▶ _QUOTED TEXT_:
The macroeconomic goal to achieve full employment comes with the negative externality of gender inequality, as female workers generally lack employment opportunities in comparison to their male counterparts. This project analyses how female unemployment rates have evolved over the last 20 years (1995-2014) in South America; a continent characterized by its machista mentality, and an example comparable to many developing regions around the world. The questions we address are as follows:
We tackle these questions by first producing regression plots to analyse the gender gap in unemployment across 5 South American countries with different macroeconomic situations: Argentina, Colombia, Ecuador, Peru and Uruguay. Secondly, we create a choropleth map presenting the female unemployment rates in South America for every year. Finally, we generate a timelapse of the map to portray how the female unemployment rates have changed throughout the years.
Our aim is to raise awareness about the ongoing issue of female labor force participation and economic gender inequality in the subcontinent. Additionally, we will be able to recognize which of the countries have their female labor force relatively more involved in the economy. This will open a possibility for further research for anyone interested in the factors that increase/decrease female labor force participation, be it across South America, or in any other similar developing countries.
In [1]:
import sys # system module
import pandas as pd # data package
import matplotlib.pyplot as plt # graphics module
import datetime as dt # date and time module
import numpy as np # foundation for pandas
import seaborn.apionly as sns # more matplotlib graphics
from IPython.display import YouTubeVideo # visualizing Youtube Videos
from IPython.display import VimeoVideo # visualizing Vimeo Videos
# plotly imports for choropleth map
from plotly.offline import iplot, iplot_mpl # plotting functions
import plotly.graph_objs as go # ditto
import plotly # to print version and init notebook
import plotly.plotly as py
from IPython.display import display
# these lines make our graphics show up in the notebook
plotly.offline.init_notebook_mode()

▶ _DATA SHOWN_:

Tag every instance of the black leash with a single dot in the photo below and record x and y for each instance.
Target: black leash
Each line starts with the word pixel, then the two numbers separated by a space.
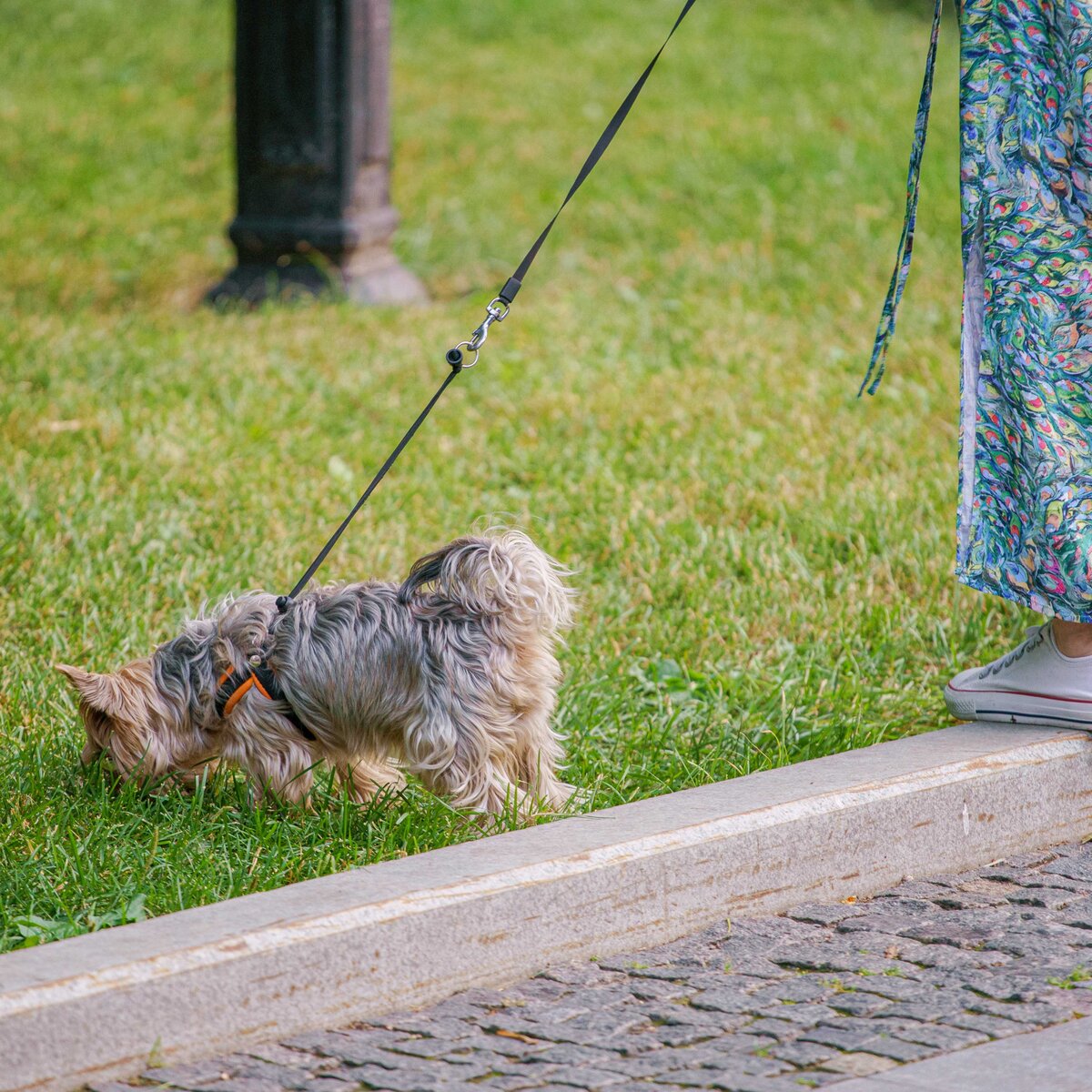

▶ _OBJECTIVES_:
- 1) Do these statements agree with the text on female unemployment in South America? Answer yes or no for each, and quote the exact words of the text that decide it.
(a) The study covers the years 1995 to 2014.
(b) The regression plots compare six countries.
(c) The choropleth map relies on seaborn.
- 2) Translate this sentence from the text on female unemployment in South America into Spanish: "Our aim is to raise awareness about the ongoing issue of female labor force participation and economic gender inequality in the subcontinent."
- 3) Write the next part of the notebook on female unemployment in South America, starting after its last line.
The material is not needed here.

▶ _THE RESPONSES_:
- 1)
(a) Yes: "over the last 20 years (1995-2014)"
(b) No: "across 5 South American countries"
(c) No: "plotly imports for choropleth map"

- 2) Nuestro objetivo es crear conciencia sobre el problema persistente de la participación femenina en la fuerza laboral y la desigualdad económica de género en el subcontinente.

- 3)
%matplotlib inline
print('Today: ', dt.date.today())
About the Sources
The data was accessed from two sources: The Iter-American Development Bank and the World Bank. We obtained the female and male unemployment rates from the former, and the GDP growth rates from the latter.
The Iter-American Development Bank only allowed us to download 5 countries and only 5 years at a time, thus we downloaded the data as many times as necessary to get data from 1990-2014 for 10 South American countries, and saved it as one excel file. The World Bank had all world countries, however we only needed the 10 South American Countries, so in the downloaded excel file, we saved the countries we were going to work with.
Accessing the Specific Excel Files
The data files are available in our github account. The data is not edited, it is only limited to the South American countries. All data shaping has been done in this Python project.
In [2]:
# Links for the data
GrowthRates = 'https://rawgit.com/malusg/DataBootcamp_FinalProject/master/Growth_Rates_SA.xlsx'
UnemploymentRates = 'https://rawgit.com/malusg/DataBootcamp_FinalProject/master/Unemployment_Rates_SA1.xls'
In [3]:
GDP = pd.read_excel(GrowthRates)
GDP = GDP.drop(['Indicator Code', 'Indicator Name'], axis=1) # Irrelevant variables
# set the index to be country name/code so that just the years are columns
GDP = GDP.set_index(["Country Name", "Country Code"])
# make sure columns are now integers as this is needed to merge the data (below)
GDP.columns = GDP.columns.astype(int)
# only use data starting at 1995
GDP = GDP[list(range(1995, 2015))]
# transpose (years as index), unstack years into columns, then pop country Code out to be column
GDP = GDP.T.unstack().reset_index(level="Country Code")
# clean up index level names and column names
GDP.index.names = ["Country", "Year"]
GDP.columns = ["ISO", "GrowthRate"]
GDP.head()
Out[3]:
In [4]:
UNEMP = pd.read_excel(UnemploymentRates)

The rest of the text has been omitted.